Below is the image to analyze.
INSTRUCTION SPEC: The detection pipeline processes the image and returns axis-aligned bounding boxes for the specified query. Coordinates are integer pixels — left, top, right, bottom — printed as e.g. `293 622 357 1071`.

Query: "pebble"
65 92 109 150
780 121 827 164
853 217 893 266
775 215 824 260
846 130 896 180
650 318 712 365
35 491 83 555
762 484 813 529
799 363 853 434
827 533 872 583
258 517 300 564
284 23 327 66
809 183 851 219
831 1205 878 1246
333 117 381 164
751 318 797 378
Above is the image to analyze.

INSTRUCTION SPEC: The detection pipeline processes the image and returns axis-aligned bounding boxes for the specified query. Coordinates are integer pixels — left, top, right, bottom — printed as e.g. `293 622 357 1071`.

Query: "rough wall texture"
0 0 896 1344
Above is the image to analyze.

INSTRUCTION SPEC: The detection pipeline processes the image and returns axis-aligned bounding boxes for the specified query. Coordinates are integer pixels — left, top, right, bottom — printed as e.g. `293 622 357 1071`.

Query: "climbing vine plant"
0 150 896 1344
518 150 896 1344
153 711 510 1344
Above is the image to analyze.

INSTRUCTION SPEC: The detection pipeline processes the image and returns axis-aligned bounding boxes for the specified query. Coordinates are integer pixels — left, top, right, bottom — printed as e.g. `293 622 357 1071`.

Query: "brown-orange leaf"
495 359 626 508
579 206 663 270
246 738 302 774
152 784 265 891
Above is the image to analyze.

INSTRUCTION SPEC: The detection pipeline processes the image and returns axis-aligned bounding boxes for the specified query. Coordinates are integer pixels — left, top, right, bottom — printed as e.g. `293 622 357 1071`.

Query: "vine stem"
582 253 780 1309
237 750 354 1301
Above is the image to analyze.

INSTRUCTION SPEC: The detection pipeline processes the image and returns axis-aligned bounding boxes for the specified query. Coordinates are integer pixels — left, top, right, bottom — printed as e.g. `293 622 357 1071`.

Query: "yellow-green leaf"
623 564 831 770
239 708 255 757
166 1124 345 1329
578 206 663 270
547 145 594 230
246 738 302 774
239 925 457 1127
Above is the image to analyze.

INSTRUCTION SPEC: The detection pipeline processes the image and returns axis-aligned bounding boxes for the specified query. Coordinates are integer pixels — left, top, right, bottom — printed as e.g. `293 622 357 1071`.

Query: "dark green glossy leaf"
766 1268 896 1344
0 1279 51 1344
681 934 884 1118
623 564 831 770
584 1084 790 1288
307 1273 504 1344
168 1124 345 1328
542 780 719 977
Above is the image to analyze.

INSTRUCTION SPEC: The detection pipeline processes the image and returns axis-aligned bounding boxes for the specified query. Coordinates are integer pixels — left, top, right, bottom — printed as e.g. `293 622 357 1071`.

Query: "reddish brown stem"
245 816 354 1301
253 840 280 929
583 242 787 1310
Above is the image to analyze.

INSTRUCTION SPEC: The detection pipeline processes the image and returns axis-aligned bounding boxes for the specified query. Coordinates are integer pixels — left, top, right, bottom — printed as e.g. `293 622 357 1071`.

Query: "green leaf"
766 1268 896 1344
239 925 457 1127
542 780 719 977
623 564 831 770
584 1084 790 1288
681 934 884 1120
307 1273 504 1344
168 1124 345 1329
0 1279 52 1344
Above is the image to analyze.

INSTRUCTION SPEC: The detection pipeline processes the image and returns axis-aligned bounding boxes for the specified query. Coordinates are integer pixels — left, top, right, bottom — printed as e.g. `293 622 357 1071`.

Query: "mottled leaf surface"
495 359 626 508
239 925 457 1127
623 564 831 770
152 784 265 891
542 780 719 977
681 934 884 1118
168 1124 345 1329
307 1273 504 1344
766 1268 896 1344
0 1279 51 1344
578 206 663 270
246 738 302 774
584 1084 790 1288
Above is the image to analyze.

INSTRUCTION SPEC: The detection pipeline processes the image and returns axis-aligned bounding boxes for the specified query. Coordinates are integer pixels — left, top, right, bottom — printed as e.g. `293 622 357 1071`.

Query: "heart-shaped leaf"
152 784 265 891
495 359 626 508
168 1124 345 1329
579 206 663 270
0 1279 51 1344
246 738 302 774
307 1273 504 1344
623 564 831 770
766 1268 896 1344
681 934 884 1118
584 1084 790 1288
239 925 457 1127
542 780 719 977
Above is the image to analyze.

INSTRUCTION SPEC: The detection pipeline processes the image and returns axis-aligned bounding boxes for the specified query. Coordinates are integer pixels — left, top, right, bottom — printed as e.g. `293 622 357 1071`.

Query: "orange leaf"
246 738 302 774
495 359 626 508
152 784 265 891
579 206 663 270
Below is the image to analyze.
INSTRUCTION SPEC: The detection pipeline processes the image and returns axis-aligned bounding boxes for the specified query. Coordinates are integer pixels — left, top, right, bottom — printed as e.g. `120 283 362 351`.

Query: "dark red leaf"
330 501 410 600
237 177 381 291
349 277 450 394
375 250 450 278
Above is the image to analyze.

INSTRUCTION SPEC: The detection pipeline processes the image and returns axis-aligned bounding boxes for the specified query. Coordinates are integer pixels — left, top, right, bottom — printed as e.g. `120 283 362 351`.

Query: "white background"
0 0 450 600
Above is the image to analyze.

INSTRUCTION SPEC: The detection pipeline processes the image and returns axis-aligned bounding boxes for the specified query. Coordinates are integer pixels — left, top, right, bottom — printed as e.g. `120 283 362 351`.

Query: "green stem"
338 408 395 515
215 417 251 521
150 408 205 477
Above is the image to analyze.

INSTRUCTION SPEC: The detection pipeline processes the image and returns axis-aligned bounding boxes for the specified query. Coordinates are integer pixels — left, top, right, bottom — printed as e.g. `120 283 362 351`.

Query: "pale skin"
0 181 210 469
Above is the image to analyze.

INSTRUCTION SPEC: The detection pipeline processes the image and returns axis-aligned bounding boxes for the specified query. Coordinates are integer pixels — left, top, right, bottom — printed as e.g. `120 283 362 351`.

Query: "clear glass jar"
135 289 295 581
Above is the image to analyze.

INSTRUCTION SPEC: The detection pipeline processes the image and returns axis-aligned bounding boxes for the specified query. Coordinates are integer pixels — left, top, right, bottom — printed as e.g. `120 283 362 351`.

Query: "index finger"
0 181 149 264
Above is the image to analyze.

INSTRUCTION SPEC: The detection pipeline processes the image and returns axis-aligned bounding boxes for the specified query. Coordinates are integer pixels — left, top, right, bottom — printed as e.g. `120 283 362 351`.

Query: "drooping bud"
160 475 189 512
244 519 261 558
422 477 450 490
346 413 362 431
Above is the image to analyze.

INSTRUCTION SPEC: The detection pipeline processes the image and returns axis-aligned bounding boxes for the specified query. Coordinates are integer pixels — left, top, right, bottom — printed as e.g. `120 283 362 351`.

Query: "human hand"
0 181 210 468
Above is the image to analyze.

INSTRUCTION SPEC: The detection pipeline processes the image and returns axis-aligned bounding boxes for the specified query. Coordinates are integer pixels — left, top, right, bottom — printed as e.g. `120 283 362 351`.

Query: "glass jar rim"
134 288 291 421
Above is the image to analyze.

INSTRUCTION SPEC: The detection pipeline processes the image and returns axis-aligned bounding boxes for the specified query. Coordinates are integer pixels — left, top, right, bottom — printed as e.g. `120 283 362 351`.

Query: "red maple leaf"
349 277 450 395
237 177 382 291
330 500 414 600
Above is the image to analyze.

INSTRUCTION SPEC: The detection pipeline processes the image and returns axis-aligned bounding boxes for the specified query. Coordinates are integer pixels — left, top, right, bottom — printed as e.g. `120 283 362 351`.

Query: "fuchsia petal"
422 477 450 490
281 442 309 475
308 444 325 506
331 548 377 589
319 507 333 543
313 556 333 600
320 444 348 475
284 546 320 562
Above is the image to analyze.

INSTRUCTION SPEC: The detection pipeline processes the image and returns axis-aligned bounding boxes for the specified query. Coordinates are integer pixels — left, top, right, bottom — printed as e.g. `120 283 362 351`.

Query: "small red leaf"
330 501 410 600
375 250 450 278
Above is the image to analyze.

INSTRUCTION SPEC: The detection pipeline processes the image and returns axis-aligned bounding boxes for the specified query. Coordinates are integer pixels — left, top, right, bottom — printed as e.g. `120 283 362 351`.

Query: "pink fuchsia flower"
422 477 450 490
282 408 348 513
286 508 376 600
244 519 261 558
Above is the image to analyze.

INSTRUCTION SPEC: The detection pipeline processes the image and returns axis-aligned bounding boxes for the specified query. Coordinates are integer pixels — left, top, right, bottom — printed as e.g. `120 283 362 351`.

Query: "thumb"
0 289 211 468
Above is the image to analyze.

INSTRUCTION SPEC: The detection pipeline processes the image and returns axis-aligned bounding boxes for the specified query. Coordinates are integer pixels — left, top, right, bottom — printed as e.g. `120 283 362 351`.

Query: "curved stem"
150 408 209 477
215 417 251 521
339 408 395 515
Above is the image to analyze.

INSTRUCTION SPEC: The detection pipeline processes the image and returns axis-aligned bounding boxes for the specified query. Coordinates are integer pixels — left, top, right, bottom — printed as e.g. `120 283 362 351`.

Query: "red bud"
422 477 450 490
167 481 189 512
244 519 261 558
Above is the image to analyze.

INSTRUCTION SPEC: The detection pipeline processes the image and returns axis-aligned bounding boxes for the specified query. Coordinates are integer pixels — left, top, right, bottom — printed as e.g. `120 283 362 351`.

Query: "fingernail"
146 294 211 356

Aim of the task: Reproduce the records from their beginning up to and including the line containing "751 318 797 378", replacing "pebble" with "stone" and leaving everything else unchanged.

Expected answer:
Below is the image to analyze.
INSTRUCTION SPEC: The detection pipeline processes the image and returns axis-aligned bounding boxes for the specified query. Coordinates are integer pixels — left, top, right, bottom — printed as e.g. `293 622 357 1071`.

Query: "stone"
65 92 109 150
780 121 827 164
853 217 893 266
775 215 824 260
846 130 896 180
650 318 712 365
35 491 83 555
762 484 813 529
799 363 853 434
827 533 872 583
258 517 300 564
284 23 327 66
809 183 851 219
831 1205 878 1246
333 117 381 164
751 318 797 378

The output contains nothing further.